● HOW TO COMPLETE THIS TASK
Check each line of the entries below for the string "gray"; copy every line where it appears.
----- DATASET ENTRIES -----
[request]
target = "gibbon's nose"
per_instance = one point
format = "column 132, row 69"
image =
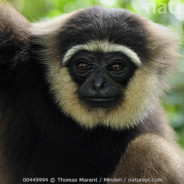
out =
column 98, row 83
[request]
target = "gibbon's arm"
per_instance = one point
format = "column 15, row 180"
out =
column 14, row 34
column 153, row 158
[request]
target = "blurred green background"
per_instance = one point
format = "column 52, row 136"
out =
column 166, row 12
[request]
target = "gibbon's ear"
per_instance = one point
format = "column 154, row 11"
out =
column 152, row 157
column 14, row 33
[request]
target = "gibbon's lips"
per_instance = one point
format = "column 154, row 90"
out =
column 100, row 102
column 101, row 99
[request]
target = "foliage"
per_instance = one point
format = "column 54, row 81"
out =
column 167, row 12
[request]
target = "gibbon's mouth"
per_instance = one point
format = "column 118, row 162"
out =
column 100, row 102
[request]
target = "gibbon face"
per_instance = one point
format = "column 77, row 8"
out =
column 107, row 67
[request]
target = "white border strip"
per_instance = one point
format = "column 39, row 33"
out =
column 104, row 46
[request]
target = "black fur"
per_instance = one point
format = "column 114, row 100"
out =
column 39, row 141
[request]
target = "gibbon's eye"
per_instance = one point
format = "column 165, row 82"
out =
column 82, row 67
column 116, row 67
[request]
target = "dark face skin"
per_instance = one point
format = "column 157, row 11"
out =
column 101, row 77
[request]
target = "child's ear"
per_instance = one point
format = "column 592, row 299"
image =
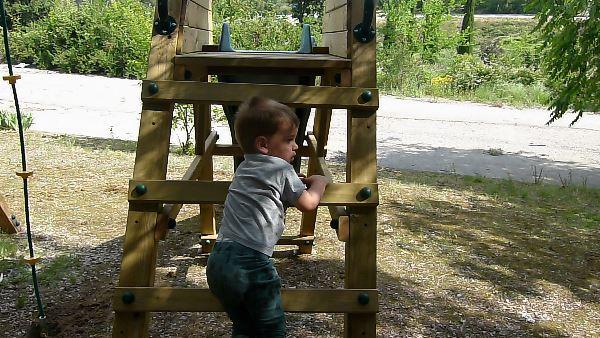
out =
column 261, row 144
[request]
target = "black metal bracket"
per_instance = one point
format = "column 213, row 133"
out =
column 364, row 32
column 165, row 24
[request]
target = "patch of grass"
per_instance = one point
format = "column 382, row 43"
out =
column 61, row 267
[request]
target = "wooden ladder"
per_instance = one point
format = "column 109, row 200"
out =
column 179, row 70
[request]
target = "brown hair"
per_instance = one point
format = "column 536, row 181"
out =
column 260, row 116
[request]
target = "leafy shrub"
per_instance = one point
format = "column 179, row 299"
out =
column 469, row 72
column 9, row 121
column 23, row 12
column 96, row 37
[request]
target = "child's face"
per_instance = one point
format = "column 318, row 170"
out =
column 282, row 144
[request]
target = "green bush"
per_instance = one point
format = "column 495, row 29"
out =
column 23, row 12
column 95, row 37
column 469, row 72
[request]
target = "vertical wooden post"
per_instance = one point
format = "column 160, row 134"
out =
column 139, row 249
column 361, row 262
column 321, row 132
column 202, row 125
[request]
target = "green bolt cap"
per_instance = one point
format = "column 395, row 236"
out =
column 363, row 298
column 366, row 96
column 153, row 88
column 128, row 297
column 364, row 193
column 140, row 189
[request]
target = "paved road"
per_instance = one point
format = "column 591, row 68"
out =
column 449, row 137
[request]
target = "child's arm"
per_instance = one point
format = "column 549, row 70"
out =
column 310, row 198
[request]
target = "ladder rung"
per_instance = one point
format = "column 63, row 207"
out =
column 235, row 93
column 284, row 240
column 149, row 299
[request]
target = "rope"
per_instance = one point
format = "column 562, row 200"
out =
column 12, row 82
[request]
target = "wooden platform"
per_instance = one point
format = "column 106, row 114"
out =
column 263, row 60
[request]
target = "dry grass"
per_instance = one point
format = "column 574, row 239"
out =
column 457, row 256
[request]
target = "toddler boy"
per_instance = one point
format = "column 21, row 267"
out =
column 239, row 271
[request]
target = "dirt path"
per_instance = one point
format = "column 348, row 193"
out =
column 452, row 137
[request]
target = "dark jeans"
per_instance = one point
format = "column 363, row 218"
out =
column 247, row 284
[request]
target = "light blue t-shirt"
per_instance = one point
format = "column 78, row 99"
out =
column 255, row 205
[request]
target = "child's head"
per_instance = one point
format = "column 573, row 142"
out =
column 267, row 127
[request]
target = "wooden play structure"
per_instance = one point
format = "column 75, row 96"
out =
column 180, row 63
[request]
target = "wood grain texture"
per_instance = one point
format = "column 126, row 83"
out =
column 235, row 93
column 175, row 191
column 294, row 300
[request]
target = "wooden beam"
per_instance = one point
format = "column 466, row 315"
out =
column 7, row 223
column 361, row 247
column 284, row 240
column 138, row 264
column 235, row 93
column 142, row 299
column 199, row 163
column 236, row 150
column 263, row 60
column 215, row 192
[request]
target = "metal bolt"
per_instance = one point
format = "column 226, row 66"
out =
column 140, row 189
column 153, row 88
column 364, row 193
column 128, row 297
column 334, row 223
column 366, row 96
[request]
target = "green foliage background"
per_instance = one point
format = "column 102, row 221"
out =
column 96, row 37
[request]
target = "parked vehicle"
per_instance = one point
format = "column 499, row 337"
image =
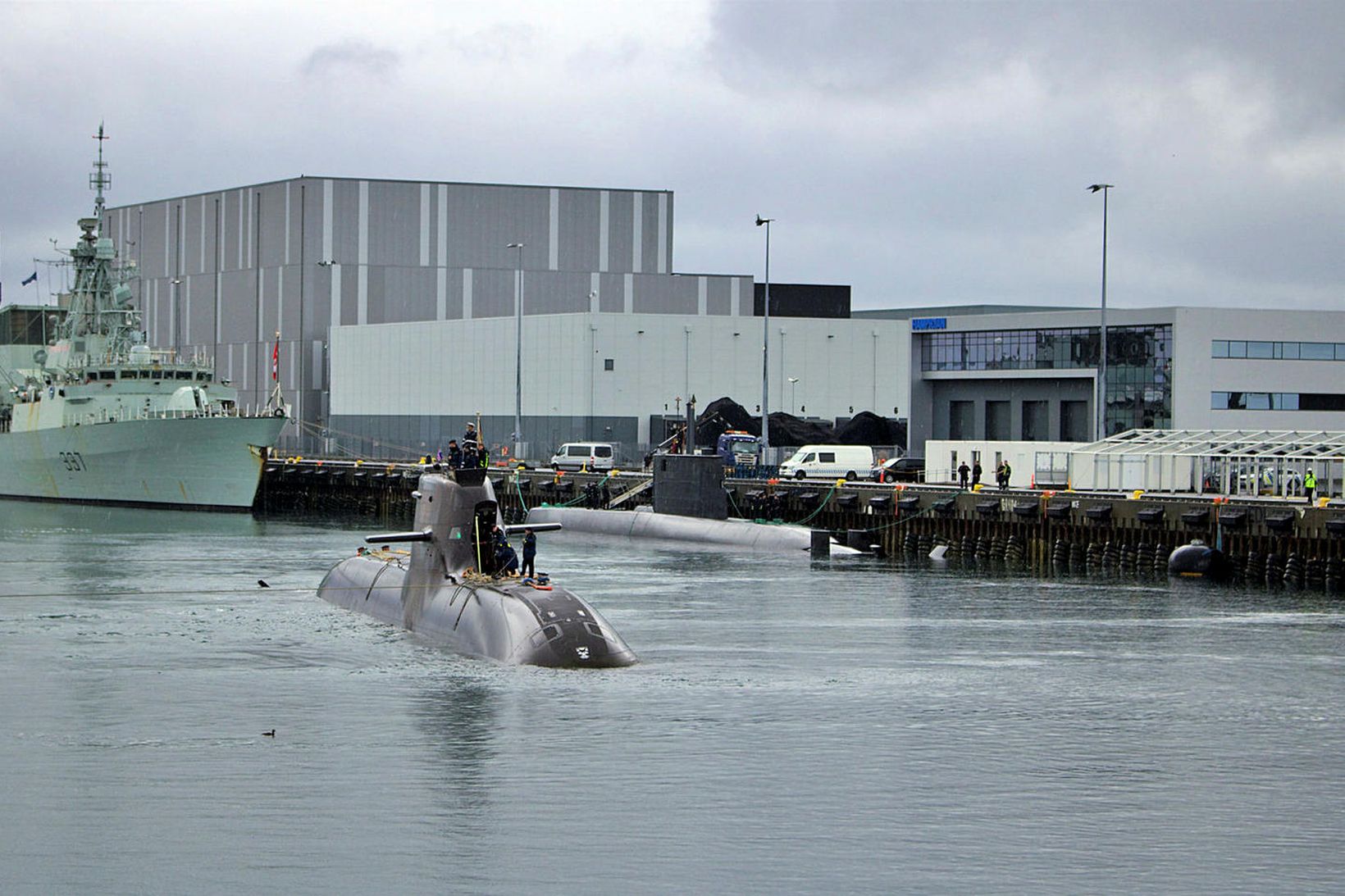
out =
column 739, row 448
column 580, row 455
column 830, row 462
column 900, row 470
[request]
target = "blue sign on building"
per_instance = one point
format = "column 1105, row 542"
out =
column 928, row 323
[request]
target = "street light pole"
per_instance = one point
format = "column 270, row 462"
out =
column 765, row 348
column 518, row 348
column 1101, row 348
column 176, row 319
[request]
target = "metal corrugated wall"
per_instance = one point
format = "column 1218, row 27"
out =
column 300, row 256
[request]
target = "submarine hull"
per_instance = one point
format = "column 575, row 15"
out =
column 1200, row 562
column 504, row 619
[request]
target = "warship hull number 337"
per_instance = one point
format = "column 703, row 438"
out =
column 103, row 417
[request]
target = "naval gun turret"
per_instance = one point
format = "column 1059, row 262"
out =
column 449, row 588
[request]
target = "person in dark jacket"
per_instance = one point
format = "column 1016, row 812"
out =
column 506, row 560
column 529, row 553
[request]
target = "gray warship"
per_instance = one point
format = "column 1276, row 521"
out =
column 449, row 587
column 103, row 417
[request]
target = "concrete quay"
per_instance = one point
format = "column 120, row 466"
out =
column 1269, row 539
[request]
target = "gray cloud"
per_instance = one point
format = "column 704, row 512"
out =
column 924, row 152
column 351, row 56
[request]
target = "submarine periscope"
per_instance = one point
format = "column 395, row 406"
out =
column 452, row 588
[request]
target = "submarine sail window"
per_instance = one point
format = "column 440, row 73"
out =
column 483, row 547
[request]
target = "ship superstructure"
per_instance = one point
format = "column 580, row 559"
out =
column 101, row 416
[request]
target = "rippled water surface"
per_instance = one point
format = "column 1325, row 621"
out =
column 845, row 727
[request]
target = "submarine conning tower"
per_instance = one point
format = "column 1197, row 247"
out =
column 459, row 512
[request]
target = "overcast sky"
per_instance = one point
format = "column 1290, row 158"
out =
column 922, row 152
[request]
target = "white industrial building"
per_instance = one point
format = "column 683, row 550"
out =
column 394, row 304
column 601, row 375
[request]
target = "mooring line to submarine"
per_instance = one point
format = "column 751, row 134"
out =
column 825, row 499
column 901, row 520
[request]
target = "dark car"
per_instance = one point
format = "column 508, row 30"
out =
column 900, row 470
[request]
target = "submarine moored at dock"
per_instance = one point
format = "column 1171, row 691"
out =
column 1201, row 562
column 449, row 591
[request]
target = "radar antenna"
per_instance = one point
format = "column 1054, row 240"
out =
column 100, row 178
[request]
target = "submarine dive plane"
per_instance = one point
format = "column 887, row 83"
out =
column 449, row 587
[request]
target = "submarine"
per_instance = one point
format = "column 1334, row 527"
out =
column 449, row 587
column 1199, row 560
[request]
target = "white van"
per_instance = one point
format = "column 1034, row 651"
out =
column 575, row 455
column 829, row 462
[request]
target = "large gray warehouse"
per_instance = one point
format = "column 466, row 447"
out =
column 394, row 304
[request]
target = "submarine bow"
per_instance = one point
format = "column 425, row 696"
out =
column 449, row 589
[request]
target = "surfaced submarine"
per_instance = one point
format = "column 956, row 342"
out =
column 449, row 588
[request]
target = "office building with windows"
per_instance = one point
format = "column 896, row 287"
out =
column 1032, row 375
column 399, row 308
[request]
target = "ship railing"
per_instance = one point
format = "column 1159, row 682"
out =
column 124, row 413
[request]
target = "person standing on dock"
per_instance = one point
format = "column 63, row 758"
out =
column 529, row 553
-----
● SOLUTION TO THIS TASK
target = "gray warship"
target = "gray cloud"
target = "large gray warehouse"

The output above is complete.